Pointing and labeling entries:
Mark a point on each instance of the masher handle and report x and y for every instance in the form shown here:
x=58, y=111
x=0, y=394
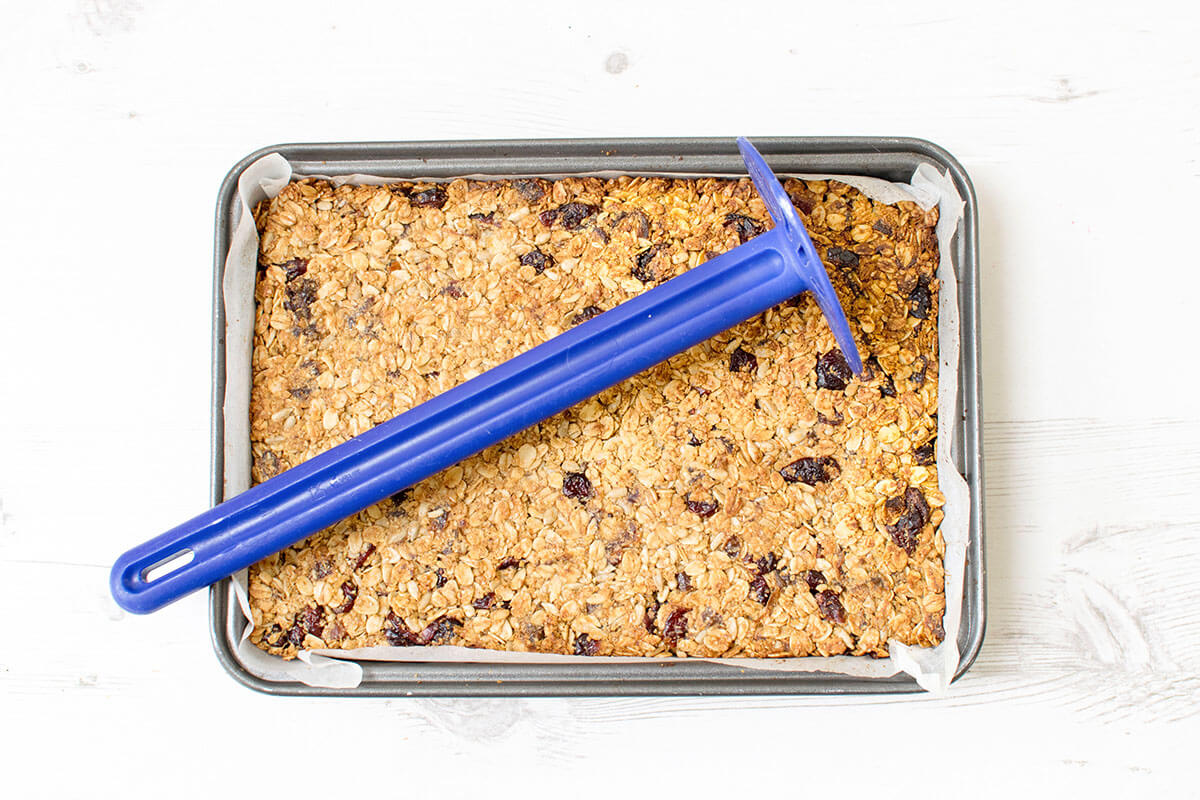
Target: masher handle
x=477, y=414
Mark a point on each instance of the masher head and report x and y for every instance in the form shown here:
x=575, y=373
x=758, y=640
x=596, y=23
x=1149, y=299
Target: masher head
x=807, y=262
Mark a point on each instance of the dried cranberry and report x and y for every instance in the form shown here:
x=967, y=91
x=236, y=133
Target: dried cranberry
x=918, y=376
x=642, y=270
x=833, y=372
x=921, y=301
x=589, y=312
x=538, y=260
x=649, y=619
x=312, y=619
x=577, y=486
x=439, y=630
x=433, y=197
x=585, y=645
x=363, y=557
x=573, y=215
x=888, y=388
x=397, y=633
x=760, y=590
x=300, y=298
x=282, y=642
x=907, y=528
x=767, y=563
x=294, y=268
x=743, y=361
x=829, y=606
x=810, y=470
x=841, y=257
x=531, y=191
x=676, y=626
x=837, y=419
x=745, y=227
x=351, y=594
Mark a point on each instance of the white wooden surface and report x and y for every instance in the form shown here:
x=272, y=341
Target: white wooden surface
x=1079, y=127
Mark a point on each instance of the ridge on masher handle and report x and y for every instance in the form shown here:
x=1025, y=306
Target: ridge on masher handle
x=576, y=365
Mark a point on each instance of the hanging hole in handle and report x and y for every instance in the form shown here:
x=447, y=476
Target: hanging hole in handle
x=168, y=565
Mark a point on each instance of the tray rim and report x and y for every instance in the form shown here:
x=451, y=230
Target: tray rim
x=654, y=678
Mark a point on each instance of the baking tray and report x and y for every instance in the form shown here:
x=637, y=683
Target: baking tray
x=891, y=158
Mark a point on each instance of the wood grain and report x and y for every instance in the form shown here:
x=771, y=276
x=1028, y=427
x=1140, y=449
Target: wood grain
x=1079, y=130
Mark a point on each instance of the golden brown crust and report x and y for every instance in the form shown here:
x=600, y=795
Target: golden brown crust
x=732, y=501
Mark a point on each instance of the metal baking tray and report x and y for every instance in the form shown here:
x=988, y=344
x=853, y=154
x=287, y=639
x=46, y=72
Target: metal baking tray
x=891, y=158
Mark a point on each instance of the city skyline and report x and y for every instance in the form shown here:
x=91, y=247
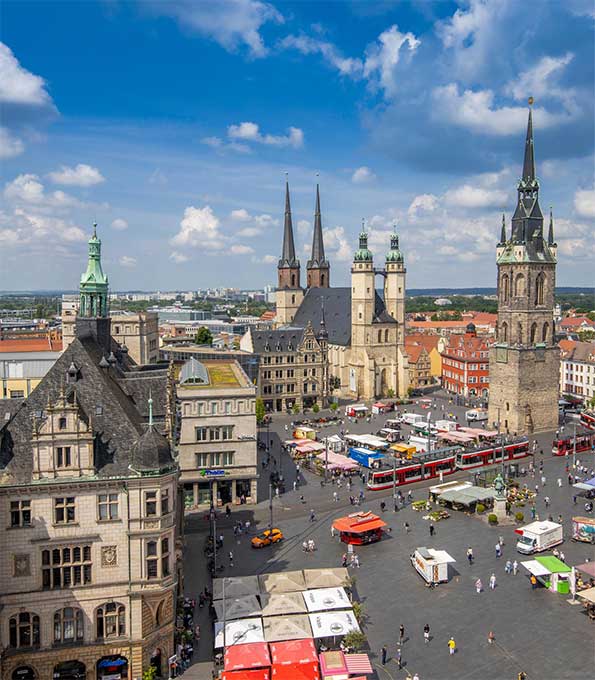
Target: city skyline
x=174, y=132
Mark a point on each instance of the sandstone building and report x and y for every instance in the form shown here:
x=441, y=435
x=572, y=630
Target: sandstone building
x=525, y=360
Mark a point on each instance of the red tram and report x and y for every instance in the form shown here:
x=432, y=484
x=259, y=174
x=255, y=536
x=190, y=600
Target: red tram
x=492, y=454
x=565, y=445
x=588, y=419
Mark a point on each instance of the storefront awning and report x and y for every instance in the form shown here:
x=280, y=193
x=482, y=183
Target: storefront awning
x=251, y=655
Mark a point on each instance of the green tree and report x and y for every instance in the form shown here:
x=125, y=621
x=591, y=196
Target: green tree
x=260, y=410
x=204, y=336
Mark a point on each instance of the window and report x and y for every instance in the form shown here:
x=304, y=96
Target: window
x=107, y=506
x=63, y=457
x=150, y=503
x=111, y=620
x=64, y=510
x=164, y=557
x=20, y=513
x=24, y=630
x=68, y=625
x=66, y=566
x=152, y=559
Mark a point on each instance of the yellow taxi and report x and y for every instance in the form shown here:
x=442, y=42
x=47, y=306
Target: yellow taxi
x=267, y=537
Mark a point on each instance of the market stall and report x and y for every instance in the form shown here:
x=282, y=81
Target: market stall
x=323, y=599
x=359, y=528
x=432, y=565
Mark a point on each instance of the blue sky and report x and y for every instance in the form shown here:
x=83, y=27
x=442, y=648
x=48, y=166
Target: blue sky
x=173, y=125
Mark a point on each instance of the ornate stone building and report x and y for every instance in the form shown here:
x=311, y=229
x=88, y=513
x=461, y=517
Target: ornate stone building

GIVEN PROBLEM:
Please copy all of the data above, swapping each "Mark a point on" for "Place a dot on" and leaving everything else unchanged. Omit the pictures from your answer.

ANSWER:
Place a dot on each instance of the masher handle and report x and y for every instance in the form shown here:
x=58, y=111
x=0, y=394
Target: masher handle
x=477, y=414
Place a dot on each instance of the masher head and report x and y for every instance in the form shown here:
x=575, y=373
x=758, y=640
x=596, y=23
x=1149, y=299
Target: masher head
x=807, y=262
Place a dot on each instance of the dried cranberry and report x and y for every instance in the form shown here:
x=967, y=91
x=236, y=133
Target: dried cranberry
x=918, y=376
x=642, y=270
x=833, y=372
x=921, y=301
x=589, y=312
x=538, y=260
x=649, y=619
x=312, y=619
x=577, y=486
x=439, y=630
x=433, y=197
x=585, y=645
x=363, y=557
x=573, y=215
x=888, y=388
x=397, y=633
x=760, y=590
x=300, y=298
x=282, y=642
x=907, y=528
x=767, y=563
x=294, y=268
x=743, y=361
x=829, y=606
x=810, y=470
x=841, y=257
x=531, y=191
x=676, y=626
x=837, y=419
x=745, y=227
x=351, y=594
Place a dot on each instance of the white wooden surface and report x and y for every instance in the form shown here:
x=272, y=341
Target: white wooden surface
x=1079, y=127
Place a dot on each instance of the ridge on masher handle and report x and y for every instance in the form shown here:
x=1025, y=306
Target: ridge on masher handle
x=576, y=365
Place a dot on each instance of the hanging hole in handle and report x and y for every instance in the form shown here:
x=447, y=476
Target: hanging hole in handle
x=168, y=565
Place a dot on each instance of the tray rim and report x and y for every instance in the form shown here:
x=451, y=230
Target: tray rim
x=654, y=678
Place a dot on each instance of the baking tray and report x and y for every instance in the form shown here:
x=637, y=683
Target: baking tray
x=891, y=158
Place a dot on each instance of the wood grain and report x and y for every instance in the form shown here:
x=771, y=276
x=1028, y=427
x=1140, y=449
Target: wood grain
x=1079, y=130
Place a dot on each instance of the golden brown crust and report x and y for every instance in the form shown here:
x=600, y=795
Target: golden brown crust
x=732, y=501
Place a dot on each instance of the metal baking tray and report x and y for every instance in the form shown here:
x=988, y=344
x=853, y=154
x=287, y=639
x=46, y=72
Target: metal baking tray
x=891, y=158
Place a dot on each instance of the city skyline and report x and y for every instance in the form shown here:
x=91, y=247
Target: city skyline
x=174, y=132
Place a dot on each instance of the sandstone building and report x and y for every instance in the form shown here:
x=441, y=435
x=572, y=630
Target: sandstone building
x=525, y=360
Place a dot on each instance of the red tram and report x and y for every instance in the form shown here:
x=432, y=484
x=259, y=174
x=255, y=536
x=190, y=600
Target: red tram
x=492, y=454
x=565, y=445
x=588, y=419
Place a dot on each instance of the storefront awning and report x and y for every instance in the form shown here:
x=280, y=193
x=482, y=183
Target: storefront awning
x=251, y=655
Place a dot on each instance of the green tree and report x and y for every instance in the form shown here:
x=125, y=621
x=591, y=196
Target: green tree
x=260, y=410
x=204, y=336
Place a dot on each instance of the window and report x and y for every instance in the form shown here:
x=304, y=96
Target: window
x=107, y=506
x=63, y=457
x=150, y=503
x=111, y=620
x=64, y=510
x=164, y=557
x=20, y=513
x=24, y=630
x=68, y=625
x=66, y=566
x=152, y=559
Place a dot on each instance of the yellow taxi and report x and y for every instance in the form shown here:
x=442, y=42
x=47, y=306
Target: yellow taxi
x=267, y=537
Place a dot on each instance of the market stall and report x and y for every instance in the form shown here:
x=282, y=81
Target: market stall
x=323, y=599
x=359, y=528
x=432, y=565
Place a dot on each instance of the blue sky and report x and y for every instance in the form shown here:
x=83, y=27
x=442, y=648
x=48, y=166
Target: blue sky
x=173, y=125
Place a dot on each instance of the ornate stone building and report x and y for every instance in the form shown here:
x=311, y=229
x=88, y=513
x=461, y=517
Target: ornate stone building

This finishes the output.